» **Task to complete**
Please render the data from its first line through the line with "xmin=274 ymin=226 xmax=345 ymax=274" (both included) as a numbered list, leaving out blank lines.

[Source data]
>>>

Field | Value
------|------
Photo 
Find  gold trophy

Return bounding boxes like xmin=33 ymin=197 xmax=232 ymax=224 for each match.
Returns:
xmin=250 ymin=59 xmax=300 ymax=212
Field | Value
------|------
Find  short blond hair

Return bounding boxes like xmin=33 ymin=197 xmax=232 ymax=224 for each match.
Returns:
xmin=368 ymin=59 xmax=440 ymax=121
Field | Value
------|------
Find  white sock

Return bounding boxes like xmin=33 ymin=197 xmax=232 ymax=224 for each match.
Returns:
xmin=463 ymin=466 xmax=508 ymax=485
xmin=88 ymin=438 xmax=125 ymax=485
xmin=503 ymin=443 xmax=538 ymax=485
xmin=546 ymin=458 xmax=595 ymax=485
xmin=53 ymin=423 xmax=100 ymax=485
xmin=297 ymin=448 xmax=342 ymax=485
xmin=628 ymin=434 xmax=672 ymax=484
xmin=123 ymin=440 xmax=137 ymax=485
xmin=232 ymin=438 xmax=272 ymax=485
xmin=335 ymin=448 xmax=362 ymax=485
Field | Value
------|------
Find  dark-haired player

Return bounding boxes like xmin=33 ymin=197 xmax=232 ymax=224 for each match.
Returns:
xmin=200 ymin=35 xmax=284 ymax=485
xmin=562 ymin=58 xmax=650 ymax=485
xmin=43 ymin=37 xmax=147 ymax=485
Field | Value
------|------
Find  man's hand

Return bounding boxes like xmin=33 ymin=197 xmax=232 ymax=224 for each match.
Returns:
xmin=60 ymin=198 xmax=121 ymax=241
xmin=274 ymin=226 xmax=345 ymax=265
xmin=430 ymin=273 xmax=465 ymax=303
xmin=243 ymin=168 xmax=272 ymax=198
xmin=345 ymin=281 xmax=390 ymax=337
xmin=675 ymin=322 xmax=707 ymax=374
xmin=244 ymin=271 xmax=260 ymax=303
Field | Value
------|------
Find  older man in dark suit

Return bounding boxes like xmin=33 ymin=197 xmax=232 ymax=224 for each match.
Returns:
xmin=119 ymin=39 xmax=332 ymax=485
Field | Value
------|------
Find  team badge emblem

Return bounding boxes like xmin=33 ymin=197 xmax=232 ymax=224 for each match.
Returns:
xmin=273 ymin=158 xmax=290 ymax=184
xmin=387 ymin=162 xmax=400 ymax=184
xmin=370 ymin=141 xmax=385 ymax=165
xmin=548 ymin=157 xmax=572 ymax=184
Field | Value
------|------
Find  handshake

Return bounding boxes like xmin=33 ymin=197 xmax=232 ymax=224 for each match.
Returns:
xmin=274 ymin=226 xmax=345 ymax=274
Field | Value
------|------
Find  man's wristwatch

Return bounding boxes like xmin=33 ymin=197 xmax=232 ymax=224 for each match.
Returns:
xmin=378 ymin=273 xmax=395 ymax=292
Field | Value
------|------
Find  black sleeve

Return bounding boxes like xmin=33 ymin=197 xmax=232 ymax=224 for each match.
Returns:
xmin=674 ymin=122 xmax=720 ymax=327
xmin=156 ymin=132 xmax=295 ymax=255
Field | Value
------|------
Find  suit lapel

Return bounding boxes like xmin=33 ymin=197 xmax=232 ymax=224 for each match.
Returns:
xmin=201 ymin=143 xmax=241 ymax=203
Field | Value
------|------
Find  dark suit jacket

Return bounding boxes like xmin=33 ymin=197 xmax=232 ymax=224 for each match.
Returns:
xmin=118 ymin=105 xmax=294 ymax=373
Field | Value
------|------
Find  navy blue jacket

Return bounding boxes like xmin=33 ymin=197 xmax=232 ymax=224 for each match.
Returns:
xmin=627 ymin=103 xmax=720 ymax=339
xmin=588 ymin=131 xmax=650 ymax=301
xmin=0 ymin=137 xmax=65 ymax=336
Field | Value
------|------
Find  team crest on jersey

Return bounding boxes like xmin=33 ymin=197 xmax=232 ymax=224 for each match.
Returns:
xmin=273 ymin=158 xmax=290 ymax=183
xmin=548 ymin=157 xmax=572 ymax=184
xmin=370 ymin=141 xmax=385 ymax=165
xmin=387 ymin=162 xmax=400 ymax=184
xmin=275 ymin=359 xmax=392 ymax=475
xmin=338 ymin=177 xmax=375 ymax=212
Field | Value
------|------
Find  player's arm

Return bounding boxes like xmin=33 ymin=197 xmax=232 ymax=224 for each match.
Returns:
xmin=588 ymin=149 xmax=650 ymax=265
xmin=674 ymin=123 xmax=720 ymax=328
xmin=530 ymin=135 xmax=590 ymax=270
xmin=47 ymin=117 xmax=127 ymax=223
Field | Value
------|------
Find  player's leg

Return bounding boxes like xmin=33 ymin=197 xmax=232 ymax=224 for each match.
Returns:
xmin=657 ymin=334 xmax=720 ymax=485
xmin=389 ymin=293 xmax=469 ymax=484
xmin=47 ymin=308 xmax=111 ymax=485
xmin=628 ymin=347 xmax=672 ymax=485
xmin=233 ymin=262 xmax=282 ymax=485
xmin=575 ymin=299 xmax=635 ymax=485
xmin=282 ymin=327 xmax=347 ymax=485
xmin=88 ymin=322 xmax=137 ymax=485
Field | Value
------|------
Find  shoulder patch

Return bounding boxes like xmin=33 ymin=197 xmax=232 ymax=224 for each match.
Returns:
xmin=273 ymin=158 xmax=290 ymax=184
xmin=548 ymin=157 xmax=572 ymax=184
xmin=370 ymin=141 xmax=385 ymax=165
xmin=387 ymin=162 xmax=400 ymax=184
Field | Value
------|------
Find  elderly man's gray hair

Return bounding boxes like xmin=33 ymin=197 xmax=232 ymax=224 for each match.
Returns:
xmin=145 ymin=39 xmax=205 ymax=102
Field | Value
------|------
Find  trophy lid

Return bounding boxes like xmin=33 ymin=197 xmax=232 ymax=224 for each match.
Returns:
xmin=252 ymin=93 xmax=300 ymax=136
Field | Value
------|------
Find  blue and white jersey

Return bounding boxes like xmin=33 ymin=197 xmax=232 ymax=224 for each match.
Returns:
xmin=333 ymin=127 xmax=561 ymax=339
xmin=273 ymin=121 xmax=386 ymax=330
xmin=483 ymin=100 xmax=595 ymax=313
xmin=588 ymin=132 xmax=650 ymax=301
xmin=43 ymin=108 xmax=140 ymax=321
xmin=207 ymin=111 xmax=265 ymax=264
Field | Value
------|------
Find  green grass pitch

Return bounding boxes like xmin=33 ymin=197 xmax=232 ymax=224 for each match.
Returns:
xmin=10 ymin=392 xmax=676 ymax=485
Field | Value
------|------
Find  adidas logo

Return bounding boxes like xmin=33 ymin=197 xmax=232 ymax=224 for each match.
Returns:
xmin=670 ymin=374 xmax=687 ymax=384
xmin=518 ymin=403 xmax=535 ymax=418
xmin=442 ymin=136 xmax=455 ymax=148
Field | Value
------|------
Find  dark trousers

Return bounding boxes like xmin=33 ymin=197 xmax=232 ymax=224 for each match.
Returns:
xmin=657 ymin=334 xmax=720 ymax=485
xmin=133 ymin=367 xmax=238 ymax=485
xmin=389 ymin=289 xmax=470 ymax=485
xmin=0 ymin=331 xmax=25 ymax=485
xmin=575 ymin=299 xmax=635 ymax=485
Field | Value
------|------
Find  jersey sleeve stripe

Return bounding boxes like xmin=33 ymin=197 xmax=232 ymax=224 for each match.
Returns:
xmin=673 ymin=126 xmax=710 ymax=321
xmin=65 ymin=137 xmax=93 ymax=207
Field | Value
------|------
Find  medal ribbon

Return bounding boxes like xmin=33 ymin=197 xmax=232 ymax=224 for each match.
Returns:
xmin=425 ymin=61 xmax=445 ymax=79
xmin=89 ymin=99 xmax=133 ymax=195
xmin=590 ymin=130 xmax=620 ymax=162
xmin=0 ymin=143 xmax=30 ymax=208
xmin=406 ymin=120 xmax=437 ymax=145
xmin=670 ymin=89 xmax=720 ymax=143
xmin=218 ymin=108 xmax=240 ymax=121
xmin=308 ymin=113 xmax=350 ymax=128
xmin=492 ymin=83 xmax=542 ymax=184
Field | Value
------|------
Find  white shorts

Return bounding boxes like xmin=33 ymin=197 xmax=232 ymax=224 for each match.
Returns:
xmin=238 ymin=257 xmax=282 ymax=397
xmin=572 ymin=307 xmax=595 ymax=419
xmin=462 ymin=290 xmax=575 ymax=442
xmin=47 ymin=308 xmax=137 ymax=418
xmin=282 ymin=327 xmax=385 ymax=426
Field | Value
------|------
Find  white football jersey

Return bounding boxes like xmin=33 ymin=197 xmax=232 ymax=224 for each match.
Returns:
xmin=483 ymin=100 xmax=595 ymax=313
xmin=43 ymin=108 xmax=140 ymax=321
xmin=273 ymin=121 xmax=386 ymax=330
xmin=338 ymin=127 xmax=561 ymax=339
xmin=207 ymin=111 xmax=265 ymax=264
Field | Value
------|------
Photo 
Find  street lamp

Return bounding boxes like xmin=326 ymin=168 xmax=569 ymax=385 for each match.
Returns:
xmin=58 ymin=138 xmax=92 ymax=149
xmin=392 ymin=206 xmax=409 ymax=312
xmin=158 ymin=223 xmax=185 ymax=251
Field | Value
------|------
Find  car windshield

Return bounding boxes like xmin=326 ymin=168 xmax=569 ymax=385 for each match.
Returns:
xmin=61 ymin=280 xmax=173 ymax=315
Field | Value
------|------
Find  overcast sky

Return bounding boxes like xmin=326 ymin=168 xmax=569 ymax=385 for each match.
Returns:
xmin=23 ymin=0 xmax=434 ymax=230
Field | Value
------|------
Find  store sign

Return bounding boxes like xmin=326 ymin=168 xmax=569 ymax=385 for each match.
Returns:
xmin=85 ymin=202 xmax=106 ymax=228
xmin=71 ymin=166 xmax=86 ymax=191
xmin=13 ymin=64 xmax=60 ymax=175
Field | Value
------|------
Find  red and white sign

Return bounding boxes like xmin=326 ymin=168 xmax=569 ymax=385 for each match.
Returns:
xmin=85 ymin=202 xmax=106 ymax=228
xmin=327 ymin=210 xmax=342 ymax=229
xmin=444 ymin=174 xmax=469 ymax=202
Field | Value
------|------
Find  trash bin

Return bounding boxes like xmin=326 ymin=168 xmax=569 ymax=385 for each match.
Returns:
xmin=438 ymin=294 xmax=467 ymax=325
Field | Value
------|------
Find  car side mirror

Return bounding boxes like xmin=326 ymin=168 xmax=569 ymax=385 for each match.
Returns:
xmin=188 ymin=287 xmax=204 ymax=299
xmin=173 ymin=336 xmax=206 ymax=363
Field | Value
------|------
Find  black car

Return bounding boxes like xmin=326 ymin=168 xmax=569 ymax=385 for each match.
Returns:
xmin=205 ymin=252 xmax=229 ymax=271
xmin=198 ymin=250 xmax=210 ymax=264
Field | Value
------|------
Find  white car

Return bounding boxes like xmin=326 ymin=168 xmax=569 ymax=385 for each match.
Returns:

<<<

» **In response**
1. Field | Value
2. ------|------
3. Photo 
4. Find  gold trophy
5. Return bounding boxes like xmin=33 ymin=197 xmax=232 ymax=224 for each match.
6. Returns:
7. xmin=250 ymin=59 xmax=300 ymax=212
8. Field | Value
9. ------|------
10. Find  short blond hair
11. Return bounding boxes like xmin=33 ymin=197 xmax=232 ymax=224 for each match.
12. Returns:
13. xmin=368 ymin=59 xmax=440 ymax=121
14. Field | Value
15. ------|------
16. Find  white sock
17. Return bounding boxes like xmin=33 ymin=197 xmax=232 ymax=224 for each match.
18. Returns:
19. xmin=463 ymin=466 xmax=508 ymax=485
20. xmin=88 ymin=438 xmax=125 ymax=485
21. xmin=503 ymin=443 xmax=538 ymax=485
22. xmin=546 ymin=458 xmax=595 ymax=485
23. xmin=53 ymin=423 xmax=100 ymax=485
24. xmin=297 ymin=448 xmax=342 ymax=485
25. xmin=628 ymin=434 xmax=672 ymax=484
26. xmin=123 ymin=440 xmax=137 ymax=485
27. xmin=232 ymin=438 xmax=272 ymax=485
28. xmin=335 ymin=448 xmax=362 ymax=485
29. Field | Value
30. ------|------
31. Find  dark-haired player
32. Return bounding boxes like xmin=33 ymin=197 xmax=232 ymax=224 for each match.
33. Returns:
34. xmin=200 ymin=35 xmax=284 ymax=485
35. xmin=562 ymin=58 xmax=650 ymax=485
36. xmin=43 ymin=37 xmax=147 ymax=485
37. Field | Value
38. ------|------
39. Find  man's hand
40. Return bounding boxes like xmin=33 ymin=197 xmax=232 ymax=224 for each match.
41. Returns:
42. xmin=60 ymin=198 xmax=121 ymax=241
43. xmin=274 ymin=226 xmax=345 ymax=265
44. xmin=430 ymin=273 xmax=465 ymax=303
45. xmin=243 ymin=168 xmax=272 ymax=198
46. xmin=345 ymin=281 xmax=390 ymax=337
47. xmin=675 ymin=322 xmax=707 ymax=374
48. xmin=244 ymin=271 xmax=260 ymax=303
49. Field | Value
50. ------|------
51. Find  older man in dark suit
52. Return bounding boxes like xmin=33 ymin=197 xmax=232 ymax=224 for each match.
53. Returns:
54. xmin=119 ymin=39 xmax=332 ymax=485
55. Field | Value
56. ------|------
57. Find  team badge emblem
58. Return bounding boxes like xmin=33 ymin=197 xmax=232 ymax=224 for each match.
59. Returns:
60. xmin=273 ymin=158 xmax=290 ymax=184
61. xmin=387 ymin=162 xmax=400 ymax=184
62. xmin=370 ymin=141 xmax=385 ymax=165
63. xmin=548 ymin=157 xmax=572 ymax=184
64. Field | Value
65. ------|------
66. Find  handshake
67. Return bounding boxes like xmin=33 ymin=197 xmax=232 ymax=224 for each match.
68. Returns:
69. xmin=274 ymin=226 xmax=345 ymax=274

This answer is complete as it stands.